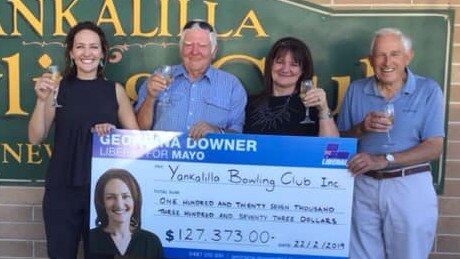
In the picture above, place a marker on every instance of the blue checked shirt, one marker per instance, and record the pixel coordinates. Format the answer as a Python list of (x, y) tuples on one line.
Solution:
[(217, 98)]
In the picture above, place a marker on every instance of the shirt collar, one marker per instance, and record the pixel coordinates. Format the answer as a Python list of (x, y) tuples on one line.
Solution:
[(183, 72)]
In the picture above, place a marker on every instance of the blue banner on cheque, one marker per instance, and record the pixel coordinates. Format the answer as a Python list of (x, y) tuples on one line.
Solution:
[(235, 195)]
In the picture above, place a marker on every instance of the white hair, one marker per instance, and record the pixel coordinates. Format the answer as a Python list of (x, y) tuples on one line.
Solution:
[(405, 40), (212, 36)]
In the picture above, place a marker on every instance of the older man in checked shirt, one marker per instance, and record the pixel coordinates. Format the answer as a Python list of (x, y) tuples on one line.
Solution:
[(200, 99)]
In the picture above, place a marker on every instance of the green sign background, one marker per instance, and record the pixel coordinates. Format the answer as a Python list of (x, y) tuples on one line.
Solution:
[(32, 32)]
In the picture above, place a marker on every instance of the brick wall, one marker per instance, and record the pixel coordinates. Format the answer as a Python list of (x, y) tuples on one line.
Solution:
[(21, 229)]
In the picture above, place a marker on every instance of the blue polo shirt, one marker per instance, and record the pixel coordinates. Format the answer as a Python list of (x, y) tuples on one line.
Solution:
[(419, 113), (217, 98)]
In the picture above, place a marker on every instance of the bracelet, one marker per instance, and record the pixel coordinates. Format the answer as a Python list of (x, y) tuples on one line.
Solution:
[(325, 115)]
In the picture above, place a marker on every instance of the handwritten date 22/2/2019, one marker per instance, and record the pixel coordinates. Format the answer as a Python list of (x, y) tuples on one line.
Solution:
[(322, 245)]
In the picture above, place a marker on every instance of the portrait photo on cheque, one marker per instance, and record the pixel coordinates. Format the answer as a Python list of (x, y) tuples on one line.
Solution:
[(118, 232)]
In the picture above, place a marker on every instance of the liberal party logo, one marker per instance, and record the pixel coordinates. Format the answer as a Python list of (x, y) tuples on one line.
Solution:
[(333, 156)]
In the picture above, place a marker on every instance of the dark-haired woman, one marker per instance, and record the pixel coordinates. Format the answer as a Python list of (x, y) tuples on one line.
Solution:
[(279, 109), (89, 103), (118, 202)]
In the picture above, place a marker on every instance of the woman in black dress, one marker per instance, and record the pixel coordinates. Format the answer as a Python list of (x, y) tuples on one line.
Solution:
[(89, 103), (118, 202), (279, 109)]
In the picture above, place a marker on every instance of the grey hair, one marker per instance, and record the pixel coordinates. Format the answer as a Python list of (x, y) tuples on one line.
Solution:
[(405, 40), (212, 36)]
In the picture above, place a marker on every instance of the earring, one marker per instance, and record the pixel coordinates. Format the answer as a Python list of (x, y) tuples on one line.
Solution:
[(134, 223)]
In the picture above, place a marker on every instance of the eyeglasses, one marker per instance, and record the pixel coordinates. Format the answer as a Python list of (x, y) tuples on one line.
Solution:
[(202, 24)]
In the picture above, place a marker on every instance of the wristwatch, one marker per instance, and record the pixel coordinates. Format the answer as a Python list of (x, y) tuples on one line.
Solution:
[(390, 158), (325, 115)]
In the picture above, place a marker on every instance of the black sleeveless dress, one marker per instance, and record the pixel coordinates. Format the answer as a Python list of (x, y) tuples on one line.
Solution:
[(85, 103), (279, 115)]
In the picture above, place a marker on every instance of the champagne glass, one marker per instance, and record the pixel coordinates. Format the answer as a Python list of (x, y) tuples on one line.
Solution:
[(55, 76), (166, 73), (306, 86), (389, 111)]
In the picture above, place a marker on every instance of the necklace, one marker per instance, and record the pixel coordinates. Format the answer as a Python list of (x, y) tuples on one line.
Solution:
[(271, 113)]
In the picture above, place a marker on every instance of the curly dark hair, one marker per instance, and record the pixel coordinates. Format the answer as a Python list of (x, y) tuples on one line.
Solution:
[(300, 53), (71, 70)]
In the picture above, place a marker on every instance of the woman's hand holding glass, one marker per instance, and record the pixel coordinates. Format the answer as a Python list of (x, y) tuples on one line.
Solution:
[(315, 97), (45, 86)]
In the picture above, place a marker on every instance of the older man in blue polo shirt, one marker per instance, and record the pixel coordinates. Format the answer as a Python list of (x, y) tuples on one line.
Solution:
[(394, 205), (200, 99)]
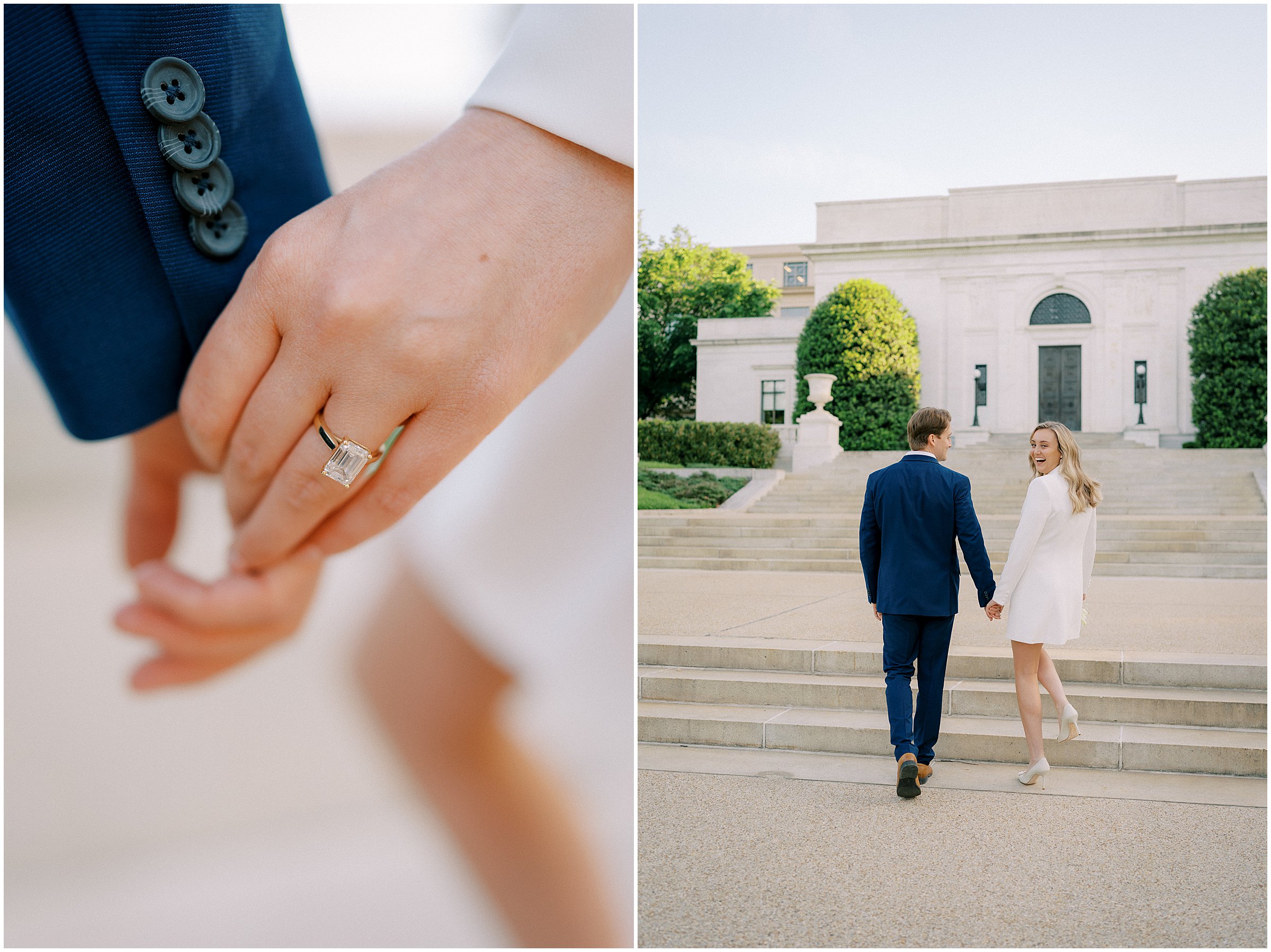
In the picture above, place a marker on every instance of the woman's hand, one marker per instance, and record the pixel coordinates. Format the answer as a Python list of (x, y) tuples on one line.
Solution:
[(202, 630), (436, 293)]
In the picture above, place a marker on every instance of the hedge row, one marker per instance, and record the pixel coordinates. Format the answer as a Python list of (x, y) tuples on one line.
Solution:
[(702, 490), (1228, 340), (698, 443)]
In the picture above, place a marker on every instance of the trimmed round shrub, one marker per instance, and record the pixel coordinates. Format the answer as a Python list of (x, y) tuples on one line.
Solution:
[(1228, 338), (863, 336), (700, 443)]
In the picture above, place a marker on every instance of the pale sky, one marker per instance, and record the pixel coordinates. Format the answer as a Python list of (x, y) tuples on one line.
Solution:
[(750, 115)]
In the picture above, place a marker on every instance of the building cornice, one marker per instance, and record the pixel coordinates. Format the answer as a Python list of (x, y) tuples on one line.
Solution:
------------------------
**Given task**
Rewrite all of the material above with every "place a marker" changed to "put a dot" and nothing else altered. Don't include the pictures.

**Output for this task**
In the picture above, put a dot on every instance of the blue checked shirt, one marker per instance, and record the pixel coordinates. Format the answer as a Python list of (x, y) tuples on one line.
Solution:
[(217, 98)]
In the picture above, put a dot on every instance of the shirt collar, one marker per instance, and record the pixel coordinates. Format the answer as a Python list of (x, y) tuples on one line.
Solution:
[(183, 72)]
In the picture above, put a dot on every instance of the blue banner on cheque, one marker per instance, and record the pixel coordinates. Format the answer as a Python list of (x, y) tuples on one line.
Solution:
[(235, 195)]
In the picture above, put a dot on every instance of the white hair, one marker per instance, and record the pixel coordinates. Format the answer as a Python list of (x, y) tuples on one line.
Solution:
[(405, 40), (212, 36)]
In the picture above, put a dot on every instance of the older man in checked shirt, one marker per instance, and record the pixel coordinates. Format the answer as a Python list of (x, y) tuples on one line.
Solution:
[(200, 99)]
In the picture above, put a dot on every instance of the green sign background, one marker per instance, and record the pixel coordinates. Format the answer as a Python list of (x, y) tuples on one line.
Solution:
[(32, 32)]
In the picture above, put a dot on every instance of the brick wall, one marker per instance, and record the pixel coordinates. Format the answer as a Python list of (x, y) tuples on one line.
Solution:
[(21, 229)]
In the picture above, put a dot on every instance of the blue polo shirt, one marker per instance, and record the pixel coordinates. Format the answer as a Python list of (x, y) tuples on one line.
Solution:
[(419, 113), (217, 98)]
In the picture above, put a dot on every instance of the bracelet, one marker per instance, and record the pixel coordinates. Format the answer as a Python list of (x, y) tuples on one line.
Solution:
[(325, 115)]
In the picture above, put a dot on every instance of the handwritten date 22/2/2019, one marker per instance, and record the pixel coordinates. Format the answer as a Python list of (x, y) tuples on one line.
Solution:
[(322, 245)]
In the picture above, put a dot on every instance of the portrait photo on cheque, one marker per instance, and record the pixel coordinates. Format the answer as a Python list of (x, y) tuples on one line.
Solution:
[(118, 232)]
In the picture above, put a dot on every instance of the liberal party logo, one marker per instance, and record the pixel coordinates. Format the answer as a Python list of (x, y) tuples on one line.
Solution:
[(333, 156)]
In the picture above, put a dot on every instance of the dark-haired woman, one marker per instance, and record the pixel coordinates. Format the answer as a Python list of (x, y) tuples on one line.
Solution:
[(279, 109), (89, 103), (118, 202)]
In the picture above, put a dot on every instance of the woman in black dress, one marker per instance, and record the pixel coordinates. Format the answer as a Python list of (x, y) tuples on one line.
Solution:
[(89, 103), (118, 202), (279, 109)]
In the picture above, put a dot on every instance of the grey hair, one marker per instance, and record the pixel coordinates. Format the answer as a Python list of (x, y) tuples on one line.
Solution:
[(405, 40), (212, 36)]
In the picture above, put a dot on every instance of the earring, one marker per instance, and record the pixel coordinates. Format the answer as a Python list of (x, y) tuples on one line.
Solution:
[(134, 223)]
In the picture above, put a dot on every instance of the eyeglasses, one marker per instance, and record the pixel coordinates. Format the answer as a Python list of (x, y) tuples on one line.
Solution:
[(202, 24)]
In the picture above, put a dot on every instance of the wristwatch, one marker per instance, and record the pixel coordinates. Format the answer as a Python list of (x, y) tuples on one line.
Solution:
[(390, 158), (325, 115)]
In the picture above, put a dot on every instance of the black sleeveless dress, one marker per instance, and record the pixel coordinates. Format the answer as a Python list of (x, y) tuples on one line.
Solution:
[(85, 103), (279, 115)]
In the picture above, put a dot on every instance of the champagne glass, one marker per instance, and record the pixel coordinates. Format the answer as a Python list of (x, y) tuples on one line.
Solution:
[(55, 76), (166, 73), (306, 86), (389, 111)]
In the picture above, put a dot on every instance of the necklace, one marker per instance, and record the pixel coordinates. Format the answer as a Python list of (x, y) tuples on one line.
Solution:
[(271, 113)]
In the picture above, put a dot on every instance of the curly dark hair, one marker per instance, and record the pixel coordinates. Format the answer as a Python list of (x, y) tuples on one line.
Solution:
[(300, 53), (71, 70)]
In the picture above, put a dot on every instance of the woman's hand holding glass, one marker per instance, and record the pixel coordinates. Format the answer as a Python list of (x, y) tuples on one line.
Solution:
[(315, 97), (45, 86)]
In the picture above, put a dot on every instance of the older man in blue polo shirt, one marker per instance, and record the pixel coordinates. Format the answer as a Python list of (x, y) tuples on one line.
Solution:
[(394, 205), (200, 99)]
In the picture above, put a dot on every instance of the woman's hand, one marker per instance, and record the pixel coordinates. Format the answer as a Python list of (x, y) tuples on one line.
Solution:
[(202, 630), (436, 293)]
In the picture above, put a dot on every instance of the hedge row, one marker per instance, and record the pixel coordinates. Format the answer as a Python list of (x, y) tuples on one line.
Solution:
[(702, 490), (1228, 340), (698, 443)]
In the picture above, put a dot on every instance of the trimmed round shrub, one marker per instance, and record the pixel coordinates. Format the answer as a Python list of (x, y) tuples on one line.
Solution:
[(1228, 338), (863, 336), (700, 443)]
In the picture above, put a dot on every instance of the pale sky, one marker per instance, and record the pixel coordinates. Format the answer as a Python list of (x, y) tuples on one line.
Solution:
[(750, 115)]
In the picture above, put a dot on every instance of the building cornice, one marker per instance, and record the pixel coordinates. Format the answer as a Python list of (x, y) tuples on one line.
Solution:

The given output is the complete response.